Activity: Emit the entire listing verbatim.

↓

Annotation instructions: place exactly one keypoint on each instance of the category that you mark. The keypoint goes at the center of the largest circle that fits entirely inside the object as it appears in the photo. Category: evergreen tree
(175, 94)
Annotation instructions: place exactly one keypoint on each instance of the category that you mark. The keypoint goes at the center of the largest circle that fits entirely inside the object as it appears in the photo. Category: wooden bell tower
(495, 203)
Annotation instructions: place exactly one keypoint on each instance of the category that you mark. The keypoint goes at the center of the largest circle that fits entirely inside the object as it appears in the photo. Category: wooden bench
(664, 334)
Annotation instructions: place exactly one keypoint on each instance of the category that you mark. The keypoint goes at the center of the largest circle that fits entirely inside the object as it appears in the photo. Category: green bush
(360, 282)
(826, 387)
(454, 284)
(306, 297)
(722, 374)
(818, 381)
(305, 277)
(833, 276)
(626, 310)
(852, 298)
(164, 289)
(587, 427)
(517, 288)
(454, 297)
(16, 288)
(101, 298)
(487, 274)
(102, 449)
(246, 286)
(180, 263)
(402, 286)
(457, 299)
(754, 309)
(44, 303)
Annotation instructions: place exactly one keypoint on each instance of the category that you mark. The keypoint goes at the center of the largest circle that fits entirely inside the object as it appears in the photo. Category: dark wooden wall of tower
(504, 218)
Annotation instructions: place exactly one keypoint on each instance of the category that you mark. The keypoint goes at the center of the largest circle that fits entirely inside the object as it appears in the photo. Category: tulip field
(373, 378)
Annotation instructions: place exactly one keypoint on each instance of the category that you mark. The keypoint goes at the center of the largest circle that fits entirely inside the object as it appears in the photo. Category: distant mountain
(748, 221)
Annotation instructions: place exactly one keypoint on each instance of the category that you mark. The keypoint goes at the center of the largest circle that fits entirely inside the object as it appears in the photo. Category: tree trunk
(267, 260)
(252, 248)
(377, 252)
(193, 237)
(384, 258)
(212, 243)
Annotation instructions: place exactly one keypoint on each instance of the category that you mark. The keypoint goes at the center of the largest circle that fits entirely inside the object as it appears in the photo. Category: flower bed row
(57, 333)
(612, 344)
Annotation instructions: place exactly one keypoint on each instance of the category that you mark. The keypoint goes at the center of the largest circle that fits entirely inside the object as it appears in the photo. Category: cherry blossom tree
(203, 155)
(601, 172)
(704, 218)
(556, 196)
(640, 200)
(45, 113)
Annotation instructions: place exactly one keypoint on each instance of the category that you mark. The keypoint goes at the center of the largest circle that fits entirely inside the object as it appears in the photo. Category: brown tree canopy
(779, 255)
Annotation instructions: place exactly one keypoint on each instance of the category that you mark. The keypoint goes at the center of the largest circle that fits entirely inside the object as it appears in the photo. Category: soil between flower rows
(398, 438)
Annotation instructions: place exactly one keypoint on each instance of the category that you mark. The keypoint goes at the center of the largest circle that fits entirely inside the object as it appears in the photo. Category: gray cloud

↑

Response box:
Annotation instructions: place exactly one keypoint on each instance of the category that you mark. The keypoint goes at the center of the largest circle that fits entirely inside the object as it appears in the photo. Category: evergreen tree
(175, 94)
Annotation instructions: place exactly one keypoint on each instance of the category that you mark. The keypoint goes at the center of the largest circle that fits entirely inside the object as it appears in the photo. Category: wooden bell tower
(495, 203)
Annotation instructions: place exactly one keypoint on each instance of the category that you mark. The keypoint goes at the center of the largest circle that fits entirely inside the object as it appears in the photo. Category: wooden bench
(664, 334)
Annotation instructions: place exactly one keypoint on each instance of the category that you mark. The keypoint goes at the center of the largest circle that fits entirely inside the object as it appears in the photo. Category: green bush
(360, 282)
(826, 387)
(454, 284)
(306, 297)
(722, 374)
(818, 381)
(305, 277)
(833, 276)
(626, 310)
(852, 298)
(164, 289)
(587, 427)
(517, 288)
(454, 297)
(16, 288)
(101, 298)
(487, 274)
(102, 449)
(246, 286)
(180, 263)
(402, 286)
(457, 299)
(754, 309)
(44, 303)
Annotation instructions: place exactly one keypoint on each instance of the category that you mark. The keypoint goes at the center of the largest circle that fits entirely inside the object as it appears in the photo. Category: dark wooden wall of tower
(504, 218)
Annotation instructions: place exactly one keypoint on each instance of the category that you mark. The keypoint goes at the center of the largest circle that fits entirely inside the object as it appears in the photo. Category: tulip field
(373, 378)
Annotation instructions: place exactly one keypoint on each instance of the category that you mark. The keypoint goes at the center of the largest circle that fits entirely inside the object as it appears in the photo. Category: distant mountain
(748, 221)
Annotation instructions: place exactly one keypoint on each instance of the category that you mark. The keypoint goes at the center of the largest circle that fits entirely inside the object as it appears in the photo. Category: tree trunk
(267, 260)
(252, 248)
(377, 252)
(193, 237)
(384, 258)
(212, 243)
Annotation instructions: place exactly one keypoint on each instance of the category that you mark. The keypoint goes at the center of the largest circle that fits entirely inside the object as it appears in the photo. Category: flower bed row
(57, 333)
(612, 344)
Annotation instructions: place exactly one keypoint on each instance of the category that you mark. The keypoint goes at the center of the largest circle that fits entirely inside the object as it appears in the photo. Category: cherry blossom tree
(203, 155)
(601, 172)
(704, 218)
(556, 196)
(640, 200)
(45, 113)
Annotation instructions: place exactly one keypoint on each instance of the category that you mark. The keypoint goes at the center of the largest circle that fits entirely inside the object as it appears in the photo. Category: brown tree canopy
(779, 255)
Annotation instructions: place exactly one keypoint on each instance of the category that you mark. The keypoint goes at the center of the largest circle that fits entirely inside the object as it appears in the photo. Category: soil between flower rows
(398, 438)
Annotation instructions: place exactly one keypoint on each instance of the category that you mark. The keypoint goes at the center of the largest circle that fits entirely inside the object as it appears in the photo. Category: gray cloud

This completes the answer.